Begin DOCUMENT SEGMENT
You can see various tree branches and leaves:

* e.g. `<div>` or `<p>`: these are element nodes
* `(TXT)` represent text nodes
* `(ATTR)` represent attribute nodes
* `(COMM)` represent comment nodes

## XPath return types

When applied over a document, an XPath expression can return either:

* a node-set (most common case, and most often element nodes)
* a string
* a number (floating point)
* a boolean

**Note: When an XPath expression returns node-sets, you do get a set of nodes, even if there's only one node in the set.**

## XPath expressions

We will now take a look at some example XPath expressions to get a feeling of how they work. We'll explain the syntax in more details later on.

XPath expressions are passed to an XPath engine as strings. Here we are using `libxml2`'s `.xpathEval()` method on a parsed HTML document object.

### Selecting the root node of a document

The root node is a special node:

> The root node is the root of the tree. A root node does not occur except as the root of the tree. The element node for the document element is a child of the root node.

Selecting the root node of a document with XPath is one of the shortest XPath expressions: `/` (a forward slash).

This is very similar to `cd /` (going to the root directory) in a shell within a Unix filesystem.

In [5]:
# XPath expression
#              |
#              v
doc.xpathEval('/')

[<xmlDoc (http://www.example.com) object at 0x7f0b9be09170>]

### Selecting elements (a.k.a "tags")


Children of the root node: the HTML element (a node-set)

In [6]:
# XPath expression
#               |
#             |<>|
doc.xpathEval('/*')
End DOCUMENT SEGMENT
Begin EXTRACTED INFORMATION
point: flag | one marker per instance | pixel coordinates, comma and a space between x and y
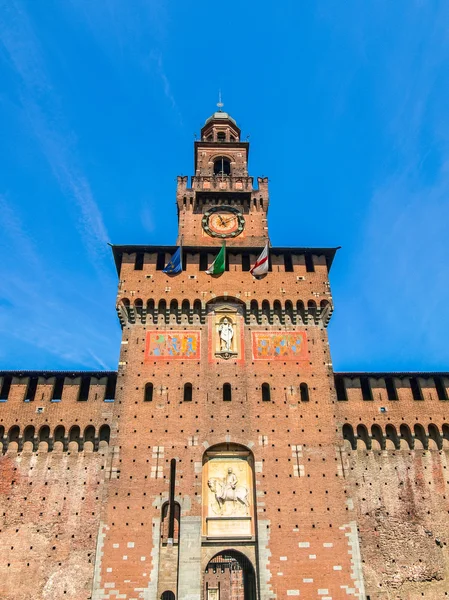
218, 266
174, 265
261, 266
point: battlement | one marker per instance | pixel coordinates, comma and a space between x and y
392, 387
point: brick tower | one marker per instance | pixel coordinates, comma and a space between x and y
227, 480
224, 460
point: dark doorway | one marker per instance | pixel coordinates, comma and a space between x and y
229, 575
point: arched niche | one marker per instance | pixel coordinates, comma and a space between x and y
228, 492
229, 574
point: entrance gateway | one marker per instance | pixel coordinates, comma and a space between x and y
229, 575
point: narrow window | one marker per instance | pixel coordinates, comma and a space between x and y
6, 386
266, 392
246, 265
188, 392
105, 432
110, 388
310, 267
222, 166
57, 389
138, 265
340, 387
203, 261
441, 389
391, 388
288, 263
304, 392
148, 392
367, 393
30, 393
227, 392
83, 394
416, 389
160, 261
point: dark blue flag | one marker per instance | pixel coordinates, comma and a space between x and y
174, 265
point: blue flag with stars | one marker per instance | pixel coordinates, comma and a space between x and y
174, 265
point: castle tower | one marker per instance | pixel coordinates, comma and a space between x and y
228, 481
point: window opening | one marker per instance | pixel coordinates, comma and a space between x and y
440, 387
6, 386
57, 389
110, 388
367, 393
304, 392
84, 389
416, 389
288, 263
30, 393
222, 166
391, 388
148, 392
227, 392
266, 392
310, 267
188, 392
138, 264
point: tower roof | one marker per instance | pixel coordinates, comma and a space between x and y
220, 115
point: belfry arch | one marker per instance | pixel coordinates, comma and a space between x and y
229, 575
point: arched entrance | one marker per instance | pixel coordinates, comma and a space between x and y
229, 575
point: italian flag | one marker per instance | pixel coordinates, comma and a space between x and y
261, 265
218, 266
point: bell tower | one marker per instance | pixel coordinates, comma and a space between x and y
222, 203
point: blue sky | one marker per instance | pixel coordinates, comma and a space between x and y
346, 107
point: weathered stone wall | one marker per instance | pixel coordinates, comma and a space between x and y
50, 505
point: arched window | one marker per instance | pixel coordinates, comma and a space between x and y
188, 393
74, 434
289, 312
362, 434
89, 434
28, 434
105, 432
266, 392
148, 392
404, 430
420, 435
227, 392
44, 433
348, 434
304, 392
277, 310
434, 435
59, 434
391, 434
222, 166
376, 434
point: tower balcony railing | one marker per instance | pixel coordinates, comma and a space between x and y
222, 182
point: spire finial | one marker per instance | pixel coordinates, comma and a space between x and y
219, 103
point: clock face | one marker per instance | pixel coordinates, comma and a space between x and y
223, 221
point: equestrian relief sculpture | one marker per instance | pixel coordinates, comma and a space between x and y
228, 493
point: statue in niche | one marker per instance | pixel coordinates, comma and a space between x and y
226, 331
227, 490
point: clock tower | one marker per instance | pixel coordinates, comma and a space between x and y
222, 202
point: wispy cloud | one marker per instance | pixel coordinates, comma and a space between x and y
35, 313
45, 114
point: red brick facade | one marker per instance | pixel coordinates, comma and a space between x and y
346, 484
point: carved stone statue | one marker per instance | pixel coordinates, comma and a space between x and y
226, 331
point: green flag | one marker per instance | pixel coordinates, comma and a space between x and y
218, 266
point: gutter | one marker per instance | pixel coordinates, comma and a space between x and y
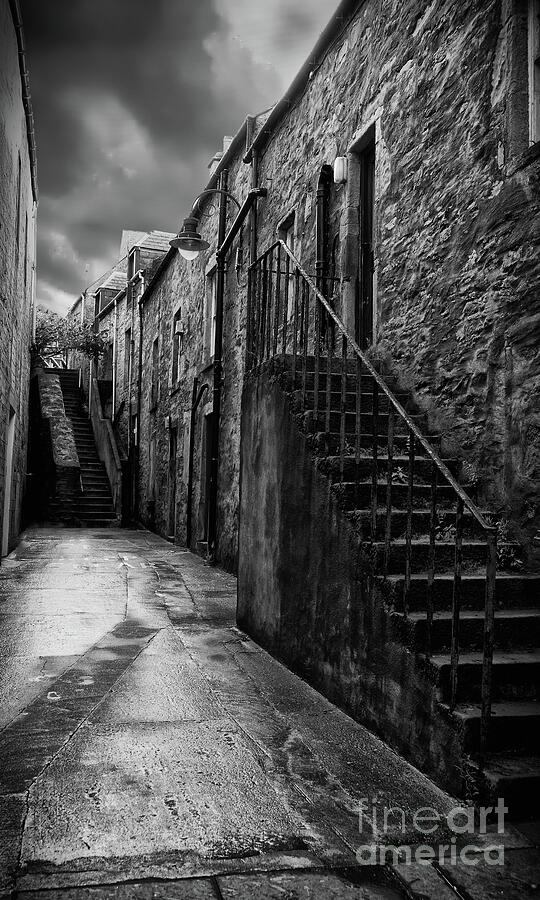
339, 21
240, 138
27, 102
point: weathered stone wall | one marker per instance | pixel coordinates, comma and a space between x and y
457, 203
304, 595
17, 223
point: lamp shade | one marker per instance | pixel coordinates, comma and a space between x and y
188, 241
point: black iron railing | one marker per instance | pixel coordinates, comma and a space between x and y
290, 316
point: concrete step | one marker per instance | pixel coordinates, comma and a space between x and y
515, 676
513, 590
515, 629
514, 726
366, 399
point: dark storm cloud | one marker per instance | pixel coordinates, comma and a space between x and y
132, 98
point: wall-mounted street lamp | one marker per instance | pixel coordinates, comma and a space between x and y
190, 243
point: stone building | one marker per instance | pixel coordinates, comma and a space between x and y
18, 203
378, 438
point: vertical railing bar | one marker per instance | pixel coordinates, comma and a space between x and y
358, 429
374, 457
431, 558
269, 303
277, 300
295, 325
358, 443
343, 408
408, 532
389, 473
456, 605
286, 302
258, 312
489, 640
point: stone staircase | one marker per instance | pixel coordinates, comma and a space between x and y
511, 768
94, 508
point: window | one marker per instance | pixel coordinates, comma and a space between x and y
210, 330
128, 359
155, 367
534, 70
177, 347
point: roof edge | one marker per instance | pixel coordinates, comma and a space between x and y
342, 16
225, 160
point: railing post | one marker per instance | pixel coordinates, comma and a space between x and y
277, 300
489, 639
431, 560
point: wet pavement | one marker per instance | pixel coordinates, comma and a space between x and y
150, 749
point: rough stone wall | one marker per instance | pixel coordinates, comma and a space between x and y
303, 593
456, 242
16, 271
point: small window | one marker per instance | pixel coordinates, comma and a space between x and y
177, 347
534, 70
155, 373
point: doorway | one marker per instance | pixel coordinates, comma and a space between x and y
206, 468
366, 270
173, 446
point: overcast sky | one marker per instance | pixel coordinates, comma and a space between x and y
131, 99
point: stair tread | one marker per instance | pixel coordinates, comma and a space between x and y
446, 615
448, 576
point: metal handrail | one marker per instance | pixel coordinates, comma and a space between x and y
471, 506
269, 295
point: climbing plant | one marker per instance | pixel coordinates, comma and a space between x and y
56, 334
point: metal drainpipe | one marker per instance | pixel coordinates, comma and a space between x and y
137, 454
196, 397
216, 393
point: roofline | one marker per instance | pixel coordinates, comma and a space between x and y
342, 16
27, 101
230, 153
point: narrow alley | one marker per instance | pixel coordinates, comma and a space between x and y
152, 750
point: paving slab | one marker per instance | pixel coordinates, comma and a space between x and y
152, 750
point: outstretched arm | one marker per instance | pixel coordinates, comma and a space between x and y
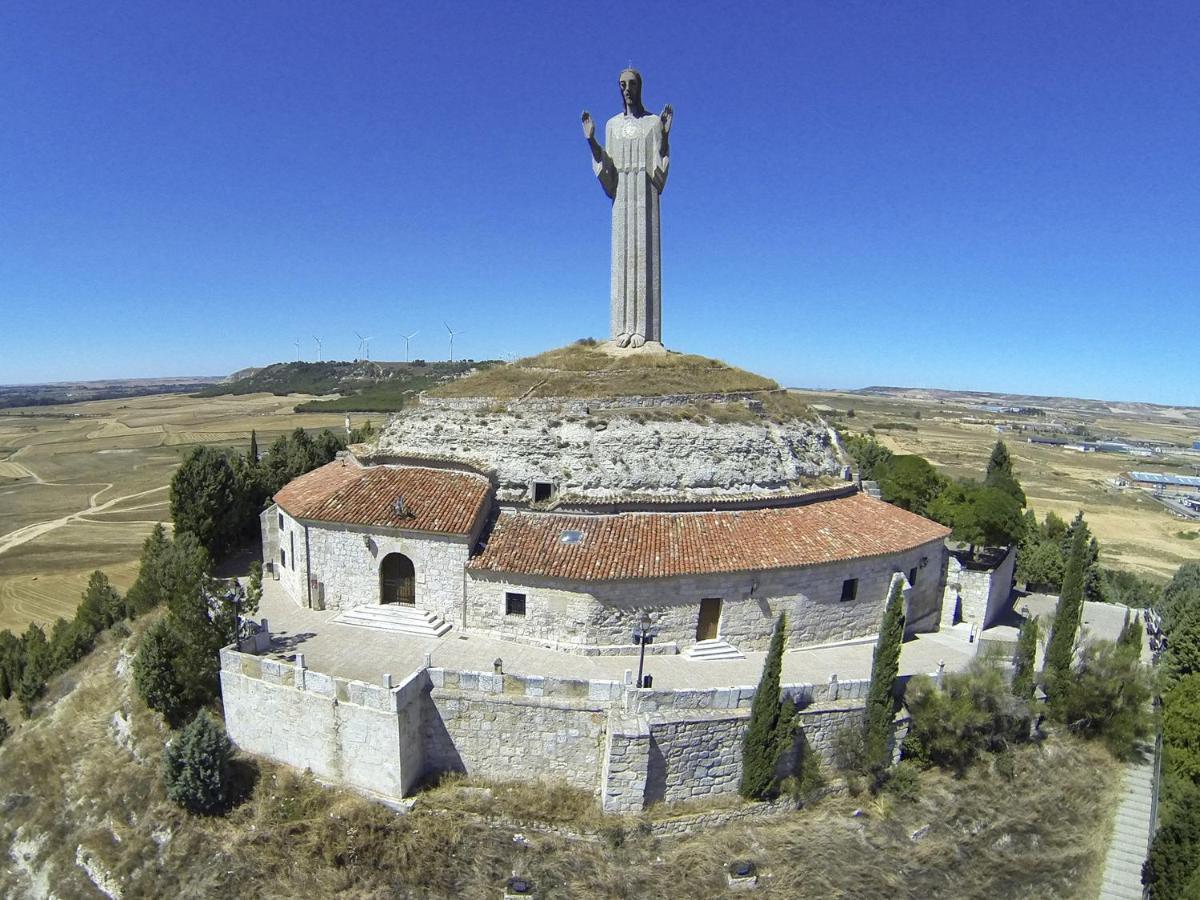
589, 132
601, 163
659, 177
End EXTRACTED INFORMATION
**TASKS TO CARRY OUT**
A – According to the XPath tutorial excerpt, what four kinds of result can an XPath expression return when applied over a document?
B – Extend the XPath tutorial excerpt, picking up right after its last line.

**RESULTS OF THE EXERCISE**
A – A node-set, a string, a floating-point number, or a boolean.

B –
[<xmlNode (html) object at 0x7f0b941a05f0>]

The asterisk here, `*`, means "any element". And `/*` means "any element under the root node". HTML documents (usually) have only 1 element like this: the `<html>` tag.

Get `<title>` elements, with its explicit path from root:

In [7]:
#               XPath expression
#                       |
#             |<-------------->|
doc.xpathEval('/html/head/title')

[<xmlNode (title) object at 0x7f0b941b1ab8>]

Again, if you are familiar with the Unix filesystem, you probably intuitively understand what this does:
* start from the root (of the document)
* select the `<html>` node
* select the `<head>` node under the `<html>` node
* select the `<title>` node under the `<head>` node

In other words, the XPath expression represents the path from the root node to the target node(s). Much file a Unix filepath represents the path from the filesystem root to the target file(s).

Selecting text nodes is a bit different: you use the special `text()` syntax.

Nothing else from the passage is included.